→ Task:
Which lines of the entries contain the word "reflection"? Please list them.

(Recorded information Opens)

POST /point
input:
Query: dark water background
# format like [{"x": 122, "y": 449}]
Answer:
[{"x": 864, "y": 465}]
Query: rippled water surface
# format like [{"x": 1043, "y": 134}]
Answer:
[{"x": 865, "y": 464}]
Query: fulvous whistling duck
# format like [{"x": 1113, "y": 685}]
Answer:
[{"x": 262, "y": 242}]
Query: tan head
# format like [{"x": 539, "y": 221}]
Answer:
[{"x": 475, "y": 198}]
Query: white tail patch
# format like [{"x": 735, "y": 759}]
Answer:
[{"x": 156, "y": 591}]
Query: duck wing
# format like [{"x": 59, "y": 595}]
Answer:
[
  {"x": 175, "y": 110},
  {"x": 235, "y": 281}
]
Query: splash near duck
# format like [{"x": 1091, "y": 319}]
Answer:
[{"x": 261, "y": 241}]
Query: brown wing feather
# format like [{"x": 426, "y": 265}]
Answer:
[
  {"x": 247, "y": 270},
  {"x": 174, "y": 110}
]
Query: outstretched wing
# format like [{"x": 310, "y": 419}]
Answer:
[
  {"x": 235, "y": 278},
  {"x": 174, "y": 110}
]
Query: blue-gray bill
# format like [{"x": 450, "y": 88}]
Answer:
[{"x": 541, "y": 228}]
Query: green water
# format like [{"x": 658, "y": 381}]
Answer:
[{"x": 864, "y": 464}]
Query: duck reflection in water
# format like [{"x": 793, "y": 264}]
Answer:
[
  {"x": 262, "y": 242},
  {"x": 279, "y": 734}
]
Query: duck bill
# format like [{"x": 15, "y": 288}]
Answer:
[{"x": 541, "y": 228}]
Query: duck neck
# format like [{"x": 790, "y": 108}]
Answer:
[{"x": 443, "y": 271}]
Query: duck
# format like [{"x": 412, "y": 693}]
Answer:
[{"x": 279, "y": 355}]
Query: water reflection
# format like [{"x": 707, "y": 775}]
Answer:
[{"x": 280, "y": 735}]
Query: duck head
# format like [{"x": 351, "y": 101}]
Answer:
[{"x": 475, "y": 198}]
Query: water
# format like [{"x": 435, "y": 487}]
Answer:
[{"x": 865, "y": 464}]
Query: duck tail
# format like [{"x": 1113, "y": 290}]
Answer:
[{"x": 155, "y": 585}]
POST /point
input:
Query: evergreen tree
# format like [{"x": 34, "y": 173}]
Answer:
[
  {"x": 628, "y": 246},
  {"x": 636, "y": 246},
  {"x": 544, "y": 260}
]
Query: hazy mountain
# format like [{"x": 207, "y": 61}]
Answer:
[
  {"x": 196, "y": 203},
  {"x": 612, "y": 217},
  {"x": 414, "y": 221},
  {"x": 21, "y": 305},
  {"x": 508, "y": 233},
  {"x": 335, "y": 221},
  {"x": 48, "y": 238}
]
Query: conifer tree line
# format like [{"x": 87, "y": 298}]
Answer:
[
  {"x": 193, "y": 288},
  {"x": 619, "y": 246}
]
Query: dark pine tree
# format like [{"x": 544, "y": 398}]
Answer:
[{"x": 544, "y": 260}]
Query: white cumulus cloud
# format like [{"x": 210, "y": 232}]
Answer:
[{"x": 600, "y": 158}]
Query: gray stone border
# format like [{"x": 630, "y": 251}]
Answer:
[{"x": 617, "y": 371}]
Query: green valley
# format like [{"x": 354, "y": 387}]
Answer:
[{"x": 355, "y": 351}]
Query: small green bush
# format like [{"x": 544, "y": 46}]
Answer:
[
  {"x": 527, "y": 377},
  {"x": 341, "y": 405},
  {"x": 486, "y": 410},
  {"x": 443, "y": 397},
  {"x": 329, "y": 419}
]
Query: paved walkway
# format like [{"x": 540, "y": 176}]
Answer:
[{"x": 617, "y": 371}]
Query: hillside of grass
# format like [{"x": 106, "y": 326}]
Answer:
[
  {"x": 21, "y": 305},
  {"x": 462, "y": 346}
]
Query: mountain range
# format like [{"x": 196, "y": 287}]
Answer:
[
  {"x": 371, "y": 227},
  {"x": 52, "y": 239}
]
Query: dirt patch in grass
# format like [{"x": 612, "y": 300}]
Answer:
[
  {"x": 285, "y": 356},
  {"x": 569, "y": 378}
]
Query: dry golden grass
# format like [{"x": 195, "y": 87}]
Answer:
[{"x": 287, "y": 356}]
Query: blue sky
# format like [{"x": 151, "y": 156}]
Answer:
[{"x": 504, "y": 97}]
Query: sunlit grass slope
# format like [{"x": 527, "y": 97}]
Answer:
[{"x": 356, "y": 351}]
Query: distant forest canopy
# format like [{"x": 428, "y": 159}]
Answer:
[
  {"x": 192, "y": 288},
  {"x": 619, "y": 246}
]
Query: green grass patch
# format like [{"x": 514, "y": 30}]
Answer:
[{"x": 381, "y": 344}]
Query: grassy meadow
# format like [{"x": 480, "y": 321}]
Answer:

(Recorded information Closes)

→ Result of this exercise:
Query: duck reflection in water
Query: water reflection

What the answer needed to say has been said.